▸ **EXERCISE INSTRUCTIONS**: Every record here should be printed again exactly.

Start of SUPPLIED MATERIAL

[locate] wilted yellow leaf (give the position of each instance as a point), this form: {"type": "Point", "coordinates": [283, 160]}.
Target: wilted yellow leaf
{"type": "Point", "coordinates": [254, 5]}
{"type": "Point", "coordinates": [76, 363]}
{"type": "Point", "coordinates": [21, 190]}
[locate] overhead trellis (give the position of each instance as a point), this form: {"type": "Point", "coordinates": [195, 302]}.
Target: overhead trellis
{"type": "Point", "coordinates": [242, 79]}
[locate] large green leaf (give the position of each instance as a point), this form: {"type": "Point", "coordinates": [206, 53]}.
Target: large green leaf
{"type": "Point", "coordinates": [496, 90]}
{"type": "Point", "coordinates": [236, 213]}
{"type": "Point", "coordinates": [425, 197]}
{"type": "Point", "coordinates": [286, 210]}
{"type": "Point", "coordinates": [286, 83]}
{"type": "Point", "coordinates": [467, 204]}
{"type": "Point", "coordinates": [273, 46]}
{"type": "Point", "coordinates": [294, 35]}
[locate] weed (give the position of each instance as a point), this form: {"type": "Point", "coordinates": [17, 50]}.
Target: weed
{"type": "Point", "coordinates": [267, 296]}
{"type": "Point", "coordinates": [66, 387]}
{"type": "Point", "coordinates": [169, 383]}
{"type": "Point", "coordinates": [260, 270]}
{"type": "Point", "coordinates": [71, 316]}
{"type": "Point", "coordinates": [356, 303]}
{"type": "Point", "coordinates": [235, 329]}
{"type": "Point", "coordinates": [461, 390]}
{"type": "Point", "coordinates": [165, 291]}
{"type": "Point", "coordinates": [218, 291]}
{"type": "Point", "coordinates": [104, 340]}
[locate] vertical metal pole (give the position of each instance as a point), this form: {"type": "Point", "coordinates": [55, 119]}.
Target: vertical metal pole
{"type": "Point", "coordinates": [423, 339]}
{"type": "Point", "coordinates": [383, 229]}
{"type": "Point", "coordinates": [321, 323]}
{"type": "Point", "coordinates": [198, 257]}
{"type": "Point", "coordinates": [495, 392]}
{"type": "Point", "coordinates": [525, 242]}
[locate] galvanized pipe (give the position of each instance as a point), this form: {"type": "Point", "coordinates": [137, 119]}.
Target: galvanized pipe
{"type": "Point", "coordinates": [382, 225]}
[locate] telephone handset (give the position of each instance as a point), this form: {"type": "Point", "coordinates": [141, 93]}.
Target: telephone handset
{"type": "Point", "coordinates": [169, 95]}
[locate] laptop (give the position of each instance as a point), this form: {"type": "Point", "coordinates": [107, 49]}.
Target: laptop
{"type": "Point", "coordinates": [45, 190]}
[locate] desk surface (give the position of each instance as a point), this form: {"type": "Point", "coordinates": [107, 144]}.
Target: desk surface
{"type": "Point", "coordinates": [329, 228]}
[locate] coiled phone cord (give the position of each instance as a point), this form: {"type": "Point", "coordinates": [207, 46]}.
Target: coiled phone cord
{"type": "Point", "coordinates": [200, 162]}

End of SUPPLIED MATERIAL

▸ **ANSWER BELOW**:
[locate] wilted yellow leaf (give the position of each instance as a point), this form: {"type": "Point", "coordinates": [283, 160]}.
Target: wilted yellow leaf
{"type": "Point", "coordinates": [254, 5]}
{"type": "Point", "coordinates": [76, 363]}
{"type": "Point", "coordinates": [21, 190]}
[locate] overhead trellis (give the position of each instance as a point), this form: {"type": "Point", "coordinates": [195, 302]}.
Target: overhead trellis
{"type": "Point", "coordinates": [242, 79]}
[locate] large green leaf (give the position of each instance as a point), this form: {"type": "Point", "coordinates": [206, 53]}.
Target: large green leaf
{"type": "Point", "coordinates": [496, 90]}
{"type": "Point", "coordinates": [236, 213]}
{"type": "Point", "coordinates": [425, 197]}
{"type": "Point", "coordinates": [286, 210]}
{"type": "Point", "coordinates": [286, 83]}
{"type": "Point", "coordinates": [467, 204]}
{"type": "Point", "coordinates": [273, 46]}
{"type": "Point", "coordinates": [294, 35]}
[locate] weed (give the position of each instance as a point), this form: {"type": "Point", "coordinates": [17, 50]}.
Target: weed
{"type": "Point", "coordinates": [267, 296]}
{"type": "Point", "coordinates": [66, 387]}
{"type": "Point", "coordinates": [169, 383]}
{"type": "Point", "coordinates": [260, 270]}
{"type": "Point", "coordinates": [71, 316]}
{"type": "Point", "coordinates": [356, 303]}
{"type": "Point", "coordinates": [235, 329]}
{"type": "Point", "coordinates": [461, 390]}
{"type": "Point", "coordinates": [165, 291]}
{"type": "Point", "coordinates": [218, 291]}
{"type": "Point", "coordinates": [104, 340]}
[locate] vertical metal pole (give the position of each instance as a point), this form: {"type": "Point", "coordinates": [55, 119]}.
Target: vertical metal pole
{"type": "Point", "coordinates": [423, 339]}
{"type": "Point", "coordinates": [383, 229]}
{"type": "Point", "coordinates": [321, 323]}
{"type": "Point", "coordinates": [198, 257]}
{"type": "Point", "coordinates": [495, 392]}
{"type": "Point", "coordinates": [525, 242]}
[locate] galvanized pipe (give the position of each instance as a point), this form: {"type": "Point", "coordinates": [137, 119]}.
Target: galvanized pipe
{"type": "Point", "coordinates": [382, 225]}
[locate] telephone handset (give the position of each instance as a point), this form: {"type": "Point", "coordinates": [141, 93]}.
Target: telephone handset
{"type": "Point", "coordinates": [169, 95]}
[locate] laptop (give the position of each instance as a point), this form: {"type": "Point", "coordinates": [107, 49]}.
Target: laptop
{"type": "Point", "coordinates": [45, 190]}
[locate] desk surface (give the position of each instance as a point), this form: {"type": "Point", "coordinates": [107, 144]}.
Target: desk surface
{"type": "Point", "coordinates": [329, 228]}
[locate] coiled phone cord (give the position of each instance as a point), this form: {"type": "Point", "coordinates": [207, 46]}.
Target: coiled phone cord
{"type": "Point", "coordinates": [200, 162]}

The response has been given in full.